>> START

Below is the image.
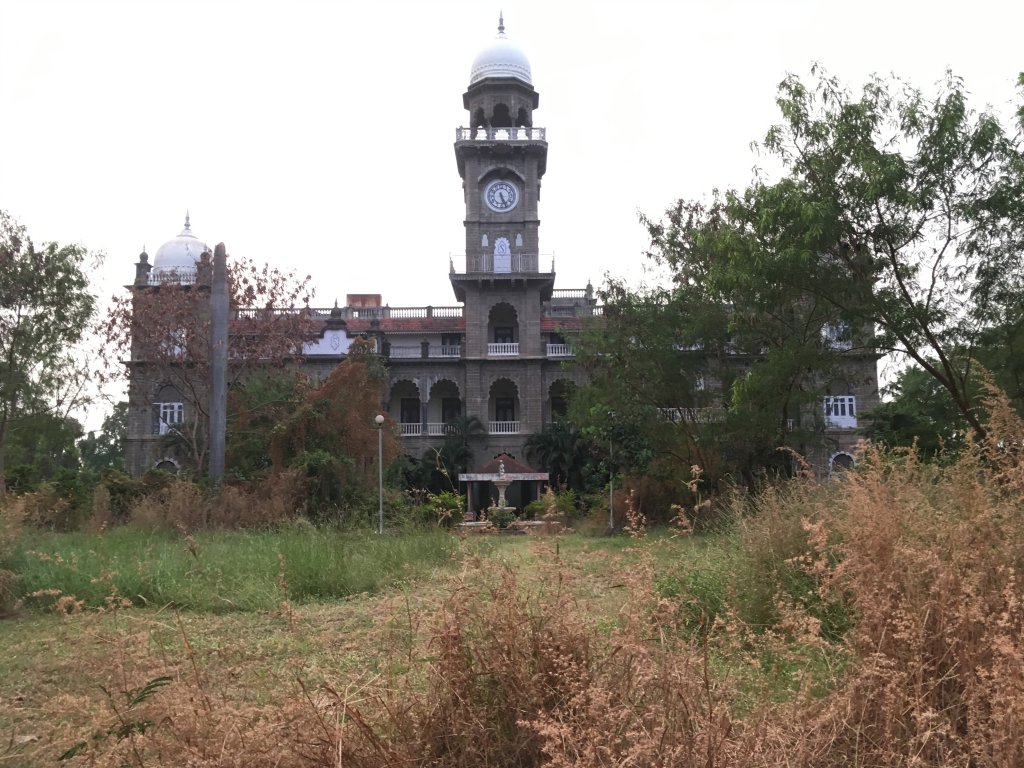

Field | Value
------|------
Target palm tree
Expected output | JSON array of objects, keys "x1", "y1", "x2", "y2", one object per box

[
  {"x1": 525, "y1": 421, "x2": 587, "y2": 489},
  {"x1": 444, "y1": 416, "x2": 487, "y2": 447}
]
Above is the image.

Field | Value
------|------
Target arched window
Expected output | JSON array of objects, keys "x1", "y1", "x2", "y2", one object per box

[{"x1": 490, "y1": 104, "x2": 512, "y2": 128}]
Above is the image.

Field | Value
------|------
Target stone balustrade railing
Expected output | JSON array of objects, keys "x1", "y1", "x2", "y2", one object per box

[{"x1": 455, "y1": 126, "x2": 547, "y2": 141}]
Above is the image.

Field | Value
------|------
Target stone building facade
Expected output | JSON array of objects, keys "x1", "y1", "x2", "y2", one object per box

[{"x1": 128, "y1": 23, "x2": 878, "y2": 481}]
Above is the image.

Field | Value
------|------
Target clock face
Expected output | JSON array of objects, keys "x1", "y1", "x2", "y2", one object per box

[{"x1": 483, "y1": 179, "x2": 519, "y2": 213}]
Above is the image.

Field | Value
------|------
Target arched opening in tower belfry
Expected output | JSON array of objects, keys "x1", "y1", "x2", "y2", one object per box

[
  {"x1": 544, "y1": 379, "x2": 575, "y2": 424},
  {"x1": 487, "y1": 378, "x2": 520, "y2": 434},
  {"x1": 427, "y1": 379, "x2": 462, "y2": 435},
  {"x1": 487, "y1": 301, "x2": 519, "y2": 354},
  {"x1": 490, "y1": 104, "x2": 512, "y2": 128},
  {"x1": 388, "y1": 379, "x2": 422, "y2": 437}
]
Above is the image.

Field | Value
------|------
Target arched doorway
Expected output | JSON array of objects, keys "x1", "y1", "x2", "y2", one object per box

[
  {"x1": 387, "y1": 379, "x2": 423, "y2": 437},
  {"x1": 487, "y1": 379, "x2": 521, "y2": 434}
]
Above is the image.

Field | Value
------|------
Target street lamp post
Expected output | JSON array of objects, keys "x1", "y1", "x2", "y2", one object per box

[
  {"x1": 607, "y1": 411, "x2": 615, "y2": 534},
  {"x1": 608, "y1": 435, "x2": 615, "y2": 530},
  {"x1": 374, "y1": 414, "x2": 384, "y2": 536}
]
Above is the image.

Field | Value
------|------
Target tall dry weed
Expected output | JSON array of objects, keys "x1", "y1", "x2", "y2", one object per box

[{"x1": 804, "y1": 399, "x2": 1024, "y2": 768}]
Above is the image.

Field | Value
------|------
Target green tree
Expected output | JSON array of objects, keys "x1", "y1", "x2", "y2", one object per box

[
  {"x1": 524, "y1": 419, "x2": 594, "y2": 490},
  {"x1": 864, "y1": 366, "x2": 975, "y2": 458},
  {"x1": 0, "y1": 211, "x2": 95, "y2": 497},
  {"x1": 651, "y1": 70, "x2": 1024, "y2": 436},
  {"x1": 78, "y1": 400, "x2": 128, "y2": 472}
]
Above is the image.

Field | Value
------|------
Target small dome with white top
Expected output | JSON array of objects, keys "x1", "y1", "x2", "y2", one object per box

[
  {"x1": 153, "y1": 213, "x2": 210, "y2": 274},
  {"x1": 469, "y1": 16, "x2": 534, "y2": 85}
]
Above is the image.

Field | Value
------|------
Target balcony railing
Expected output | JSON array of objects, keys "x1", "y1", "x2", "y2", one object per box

[
  {"x1": 544, "y1": 304, "x2": 604, "y2": 317},
  {"x1": 548, "y1": 344, "x2": 572, "y2": 357},
  {"x1": 452, "y1": 253, "x2": 555, "y2": 274},
  {"x1": 388, "y1": 344, "x2": 423, "y2": 358},
  {"x1": 243, "y1": 305, "x2": 462, "y2": 319},
  {"x1": 822, "y1": 394, "x2": 857, "y2": 429},
  {"x1": 487, "y1": 421, "x2": 519, "y2": 434},
  {"x1": 455, "y1": 126, "x2": 547, "y2": 141},
  {"x1": 487, "y1": 342, "x2": 519, "y2": 357},
  {"x1": 430, "y1": 344, "x2": 462, "y2": 357},
  {"x1": 146, "y1": 266, "x2": 198, "y2": 286}
]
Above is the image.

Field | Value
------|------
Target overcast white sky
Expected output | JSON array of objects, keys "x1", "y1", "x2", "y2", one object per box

[{"x1": 0, "y1": 0, "x2": 1024, "y2": 426}]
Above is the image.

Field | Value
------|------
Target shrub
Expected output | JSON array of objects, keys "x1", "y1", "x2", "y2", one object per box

[{"x1": 487, "y1": 507, "x2": 515, "y2": 528}]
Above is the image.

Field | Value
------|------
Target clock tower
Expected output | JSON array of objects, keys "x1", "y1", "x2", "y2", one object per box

[
  {"x1": 455, "y1": 18, "x2": 548, "y2": 273},
  {"x1": 450, "y1": 18, "x2": 555, "y2": 459}
]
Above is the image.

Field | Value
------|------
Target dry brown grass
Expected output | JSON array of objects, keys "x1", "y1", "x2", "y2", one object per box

[{"x1": 0, "y1": 399, "x2": 1024, "y2": 768}]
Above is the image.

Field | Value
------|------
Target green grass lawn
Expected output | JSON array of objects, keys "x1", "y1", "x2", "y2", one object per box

[{"x1": 7, "y1": 526, "x2": 457, "y2": 612}]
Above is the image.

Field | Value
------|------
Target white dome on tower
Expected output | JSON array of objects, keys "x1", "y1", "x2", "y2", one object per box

[
  {"x1": 153, "y1": 213, "x2": 210, "y2": 274},
  {"x1": 469, "y1": 16, "x2": 534, "y2": 85}
]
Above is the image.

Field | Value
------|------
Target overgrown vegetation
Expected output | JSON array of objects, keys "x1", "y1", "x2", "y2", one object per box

[{"x1": 0, "y1": 392, "x2": 1024, "y2": 768}]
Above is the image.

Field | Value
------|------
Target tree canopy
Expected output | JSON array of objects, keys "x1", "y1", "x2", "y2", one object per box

[
  {"x1": 574, "y1": 68, "x2": 1024, "y2": 483},
  {"x1": 0, "y1": 211, "x2": 95, "y2": 496}
]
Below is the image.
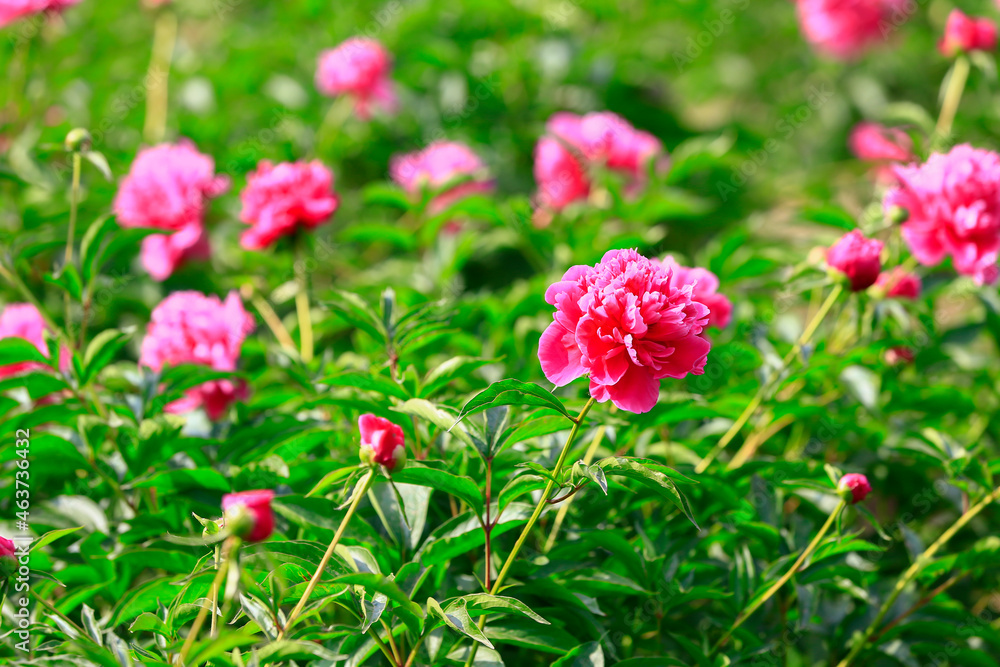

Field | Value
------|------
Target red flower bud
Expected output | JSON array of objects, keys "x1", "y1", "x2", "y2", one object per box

[
  {"x1": 358, "y1": 414, "x2": 406, "y2": 472},
  {"x1": 222, "y1": 490, "x2": 274, "y2": 542},
  {"x1": 837, "y1": 472, "x2": 872, "y2": 505}
]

>> END

→ **TASK PROMPT**
Please pick out every line in the data above that contains the word "green" and copy each of those lines.

→ **EXERCISE SOLUTION**
Target green tree
Target green grass lawn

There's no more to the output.